● **WORK REQUEST 1**: List every issue regarding children that the family law text on disputes involving children says you may need to decide.
● **WORK REQUEST 2**: From the family law text on disputes involving children, reproduce the passage starting at "- what medical" and ending at "for straight away.".
● **WORK REQUEST 3**: Write the next part of the family law text on disputes involving children, picking up after its final line.

[TEXT UNDER STUDY Boundary: Start]

Disputes involving children
Family law covers a lot of different subject areas, but none more important than disputes involving children and their wellbeing. Disputes involving children usually happen simultaneously with a relationship breakdown or divorce when emotions are running high. But sometimes parents need help to resolve an ongoing family situation. Some of the issues regarding children that you may need to decide include:
- where the children are going to live
- which school the children will attend
- what family or friends they can see and visit
- if it is possible to take the children outside England or Wales for holidays or to live (big note here: this includes to Scotland and Northern Ireland…)
- what medical treatment they should receive
- how they will be raised, for example, religion, vegetarian, etc
- their surname
These days, you are relatively free to come to whatever arrangements are going to work best for the family, provided all parties agree to those arrangements and that they are in the best interests of the child. If a child’s safety is at issue, then a court order needs to be applied for straight away.
Who has parental responsibility?
Parental responsibility is a legal right and means you have the right to participate in decision making regarding your child or children and to receive information about them. All mothers and those fathers named on the birth certificate, whether or not they are married, automatically have parental responsibility. A father who is not named on the birth certificate may apply to the court for parental responsibility and or reach an agreement with the mother. Thecourt will normally grant parental responsibility to a blood-line parent who asks for it. Adoptive parents have the same legal responsibility as biological parents, but foster or step-parents do not, unless there are certain orders in place.
What if we cannot agree?

[TEXT UNDER STUDY Boundary: End]
[LISTED RECORDS Boundary: Start]

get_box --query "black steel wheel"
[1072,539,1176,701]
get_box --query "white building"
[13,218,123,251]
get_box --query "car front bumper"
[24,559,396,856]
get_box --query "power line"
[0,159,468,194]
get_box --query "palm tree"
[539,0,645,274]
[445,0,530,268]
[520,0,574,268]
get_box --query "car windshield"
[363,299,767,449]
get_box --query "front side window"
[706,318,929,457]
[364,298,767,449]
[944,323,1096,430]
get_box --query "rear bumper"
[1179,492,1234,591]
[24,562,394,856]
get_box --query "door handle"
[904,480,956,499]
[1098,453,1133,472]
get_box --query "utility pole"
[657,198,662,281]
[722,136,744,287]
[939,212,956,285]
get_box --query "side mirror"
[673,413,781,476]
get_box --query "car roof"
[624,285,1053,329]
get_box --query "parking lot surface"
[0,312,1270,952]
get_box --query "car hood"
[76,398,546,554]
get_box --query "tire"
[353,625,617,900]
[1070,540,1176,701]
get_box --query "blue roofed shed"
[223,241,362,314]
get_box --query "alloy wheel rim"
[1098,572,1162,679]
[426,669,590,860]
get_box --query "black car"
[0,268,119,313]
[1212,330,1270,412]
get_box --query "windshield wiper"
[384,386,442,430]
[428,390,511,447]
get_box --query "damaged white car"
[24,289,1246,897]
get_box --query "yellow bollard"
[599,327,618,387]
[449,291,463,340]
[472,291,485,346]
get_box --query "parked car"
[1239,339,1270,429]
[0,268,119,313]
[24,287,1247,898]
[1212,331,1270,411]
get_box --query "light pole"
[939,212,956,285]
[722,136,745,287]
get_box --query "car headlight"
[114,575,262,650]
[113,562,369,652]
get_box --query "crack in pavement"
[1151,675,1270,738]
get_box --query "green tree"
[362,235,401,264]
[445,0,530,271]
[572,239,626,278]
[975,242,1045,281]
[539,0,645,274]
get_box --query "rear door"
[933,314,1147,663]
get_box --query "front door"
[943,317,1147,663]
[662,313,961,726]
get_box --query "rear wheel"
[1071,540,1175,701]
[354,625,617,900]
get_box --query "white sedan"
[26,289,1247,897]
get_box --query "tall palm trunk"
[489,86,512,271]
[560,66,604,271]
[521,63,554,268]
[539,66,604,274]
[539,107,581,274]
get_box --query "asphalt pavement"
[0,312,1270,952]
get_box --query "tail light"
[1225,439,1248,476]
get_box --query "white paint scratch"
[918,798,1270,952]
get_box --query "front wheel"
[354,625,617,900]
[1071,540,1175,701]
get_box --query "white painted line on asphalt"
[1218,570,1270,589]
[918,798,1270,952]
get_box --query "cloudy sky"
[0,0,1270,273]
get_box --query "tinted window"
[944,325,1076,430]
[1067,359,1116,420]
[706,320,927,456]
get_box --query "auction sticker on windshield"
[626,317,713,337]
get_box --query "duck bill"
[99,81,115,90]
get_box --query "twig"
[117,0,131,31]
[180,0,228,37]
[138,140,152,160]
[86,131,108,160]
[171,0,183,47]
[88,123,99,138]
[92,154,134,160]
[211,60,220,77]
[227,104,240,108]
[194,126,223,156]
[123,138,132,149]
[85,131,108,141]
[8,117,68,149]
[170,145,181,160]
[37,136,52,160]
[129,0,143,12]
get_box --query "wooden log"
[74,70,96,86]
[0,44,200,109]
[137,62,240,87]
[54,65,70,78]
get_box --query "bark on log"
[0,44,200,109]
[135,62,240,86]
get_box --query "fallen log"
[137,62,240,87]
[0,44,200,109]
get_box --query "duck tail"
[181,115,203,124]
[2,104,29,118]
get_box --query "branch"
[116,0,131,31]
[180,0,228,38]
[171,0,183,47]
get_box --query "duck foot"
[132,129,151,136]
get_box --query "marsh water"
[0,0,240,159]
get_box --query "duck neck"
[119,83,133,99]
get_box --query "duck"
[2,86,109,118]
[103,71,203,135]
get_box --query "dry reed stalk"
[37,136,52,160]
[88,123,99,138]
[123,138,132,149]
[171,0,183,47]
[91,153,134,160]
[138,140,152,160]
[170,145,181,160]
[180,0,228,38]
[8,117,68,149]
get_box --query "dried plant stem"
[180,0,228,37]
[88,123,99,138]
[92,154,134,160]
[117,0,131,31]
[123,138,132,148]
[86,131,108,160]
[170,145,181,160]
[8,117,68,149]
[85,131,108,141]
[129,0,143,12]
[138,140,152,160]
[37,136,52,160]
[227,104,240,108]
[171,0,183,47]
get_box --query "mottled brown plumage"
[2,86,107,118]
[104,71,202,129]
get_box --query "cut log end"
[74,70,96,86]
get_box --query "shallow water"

[LISTED RECORDS Boundary: End]

● **WRITTEN ANSWER 1**:
- Where the children are going to live
- Which school the children will attend
- What family or friends they can see and visit
- Whether it is possible to take the children outside England or Wales for holidays or to live, including to Scotland and Northern Ireland
- What medical treatment they should receive
- How they will be raised, for example religion or vegetarianism
- Their surname

● **WRITTEN ANSWER 2**:
- what medical treatment they should receive
- how they will be raised, for example, religion, vegetarian, etc
- their surname
These days, you are relatively free to come to whatever arrangements are going to work best for the family, provided all parties agree to those arrangements and that they are in the best interests of the child. If a child’s safety is at issue, then a court order needs to be applied for straight away.

● **WRITTEN ANSWER 3**:
If you and any others with parental responsibility cannot agree on decisions regarding the children, you should first attend a mediation session. Mediation is less expensive than going to court and can help you find a solution to the dispute quicker and more amicably than getting the court involved. You also have the chance to shape the arrangements as you both want – as opposed to having a judge decide arrangements that perhaps neither of you like.
However, if agreement seems impossible you can apply to the court to make a child arrangements order, financial order, or a specific issue or prohibited steps order. An experienced lawyer can help you achieve long-term solutions or alternatively guide you through the mediation or court process where necessary; or draw up an agreement that you have reached yourselves outside of either of these options.
What about adopted or step-children or where there are allegations of abuse?
All disputes involving children need to be treated sensitively but none more so than allegations of child abuse or where the children are not residing with their natural parent. Some of the most challenging disputes may involve social services and in situations where a child’s safety is at risk you will need legal advice that may result in an immediate court order to protect the child.
The paramount concern of the court in any dispute involving children is the welfare of the child and safeguarding the welfare of the children. Whatever your role in relation to the children, we can help to ensure that their welfare is paramount, and your rights, and theirs, are protected.
How can we help?
When the family setup is changing, it can be difficult for all involved, including your children. Deciding where the children will live, with whom, and when, can be challenging, especially when emotions are running high.
Parents and grandparents may feel anxious about ‘losing touch’ with their children or grandchildren or being ‘pushed aside’. Perhaps one parent thinks the other does not really understand their concerns or points of view. Then, there is the heartache of trying to explain the new circumstances to your children.
We believe effective communication between parents and carers helps enormously when trying to resolve parenting matters and can avoid having to go to court.
If you are struggling to agree on arrangements for your children, we can help communicate your point of view and guide you in deciding the best possible outcome. If arbitration or court proceedings are necessary, then we can represent you and make your voice heard. We can help with preparation of a Parenting Plan, to set the ground rules of how you will move forward.